Exercise goal
Reproduce, word for word, everything in the records below from the line containing "lamp in the photo above." down to the line containing "pixel 609 343", including both of those lines.

Source records
+++
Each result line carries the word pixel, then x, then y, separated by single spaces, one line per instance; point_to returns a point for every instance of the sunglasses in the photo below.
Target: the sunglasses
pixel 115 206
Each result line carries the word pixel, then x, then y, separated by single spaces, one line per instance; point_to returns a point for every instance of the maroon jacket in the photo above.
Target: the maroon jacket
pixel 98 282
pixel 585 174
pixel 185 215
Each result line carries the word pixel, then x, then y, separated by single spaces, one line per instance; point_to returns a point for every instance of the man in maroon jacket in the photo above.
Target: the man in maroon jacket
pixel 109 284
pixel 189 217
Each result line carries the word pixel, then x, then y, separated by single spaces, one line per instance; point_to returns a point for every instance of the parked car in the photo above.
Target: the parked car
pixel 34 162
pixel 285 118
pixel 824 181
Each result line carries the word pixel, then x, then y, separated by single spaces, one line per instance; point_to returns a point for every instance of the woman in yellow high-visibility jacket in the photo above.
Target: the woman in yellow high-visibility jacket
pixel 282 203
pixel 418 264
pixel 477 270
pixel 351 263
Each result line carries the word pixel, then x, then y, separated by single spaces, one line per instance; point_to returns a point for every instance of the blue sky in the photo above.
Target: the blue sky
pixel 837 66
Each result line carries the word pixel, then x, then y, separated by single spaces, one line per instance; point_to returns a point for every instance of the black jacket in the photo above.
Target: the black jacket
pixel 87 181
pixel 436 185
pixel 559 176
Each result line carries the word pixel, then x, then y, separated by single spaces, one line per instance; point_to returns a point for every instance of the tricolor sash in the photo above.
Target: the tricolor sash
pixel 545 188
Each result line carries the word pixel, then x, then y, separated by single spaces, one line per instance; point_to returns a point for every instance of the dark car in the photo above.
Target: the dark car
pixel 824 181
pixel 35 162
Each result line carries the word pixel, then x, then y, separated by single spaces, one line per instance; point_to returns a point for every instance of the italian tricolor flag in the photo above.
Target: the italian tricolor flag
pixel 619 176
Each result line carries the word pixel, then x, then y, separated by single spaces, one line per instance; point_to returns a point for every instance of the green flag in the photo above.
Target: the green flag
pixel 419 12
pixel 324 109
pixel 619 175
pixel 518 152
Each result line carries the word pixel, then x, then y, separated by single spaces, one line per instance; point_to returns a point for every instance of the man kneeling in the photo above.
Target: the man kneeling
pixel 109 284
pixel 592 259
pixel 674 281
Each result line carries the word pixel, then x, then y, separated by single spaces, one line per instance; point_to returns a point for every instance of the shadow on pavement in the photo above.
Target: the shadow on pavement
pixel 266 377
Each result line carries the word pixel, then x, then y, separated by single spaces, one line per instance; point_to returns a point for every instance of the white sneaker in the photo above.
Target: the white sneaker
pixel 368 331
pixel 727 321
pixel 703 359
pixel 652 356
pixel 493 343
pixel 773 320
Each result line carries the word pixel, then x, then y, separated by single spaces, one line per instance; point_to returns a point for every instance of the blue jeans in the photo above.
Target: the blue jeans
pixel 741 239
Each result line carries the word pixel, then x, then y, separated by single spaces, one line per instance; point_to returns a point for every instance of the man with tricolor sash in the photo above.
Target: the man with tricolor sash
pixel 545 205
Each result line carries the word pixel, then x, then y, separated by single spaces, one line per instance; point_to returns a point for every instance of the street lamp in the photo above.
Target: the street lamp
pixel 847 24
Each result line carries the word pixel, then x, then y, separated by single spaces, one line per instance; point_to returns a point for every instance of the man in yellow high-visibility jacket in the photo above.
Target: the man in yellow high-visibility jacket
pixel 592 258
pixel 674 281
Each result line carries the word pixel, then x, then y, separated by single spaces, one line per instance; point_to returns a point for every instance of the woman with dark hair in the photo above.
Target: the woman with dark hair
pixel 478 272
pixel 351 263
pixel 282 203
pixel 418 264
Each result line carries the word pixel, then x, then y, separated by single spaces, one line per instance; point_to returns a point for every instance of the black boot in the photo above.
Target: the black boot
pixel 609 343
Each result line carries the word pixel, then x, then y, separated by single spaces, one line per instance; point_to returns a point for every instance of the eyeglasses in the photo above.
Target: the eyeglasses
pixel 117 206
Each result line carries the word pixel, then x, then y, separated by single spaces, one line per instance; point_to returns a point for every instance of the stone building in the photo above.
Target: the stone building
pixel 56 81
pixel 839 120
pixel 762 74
+++
The completed task
Each result line carries the word pixel, then x, then y, separated by single spaces, one line per instance; point_to returns a point for every instance of the street lamp in the photo above.
Target: the street lamp
pixel 847 24
Each result line carries the word pixel, then x, then y, separated by single spaces, one line per instance; point_to returns a point for every instance of the man in yellow high-visibility jacket in the photo above.
Target: the man in yellow high-visibility jacket
pixel 592 258
pixel 674 281
Each result line carries the word pixel, then x, then y, separated by single spaces, one line per instance; point_to returns a point for every instance of the woman with dark hair in the photo above.
Target: the woman with dark hair
pixel 478 272
pixel 351 263
pixel 282 203
pixel 418 264
Each result line carries the word pixel, then x, then y, separated by single spaces, one line per instance; point_to returns a point for every instance of the black boot in the photo above.
Target: the black boot
pixel 609 343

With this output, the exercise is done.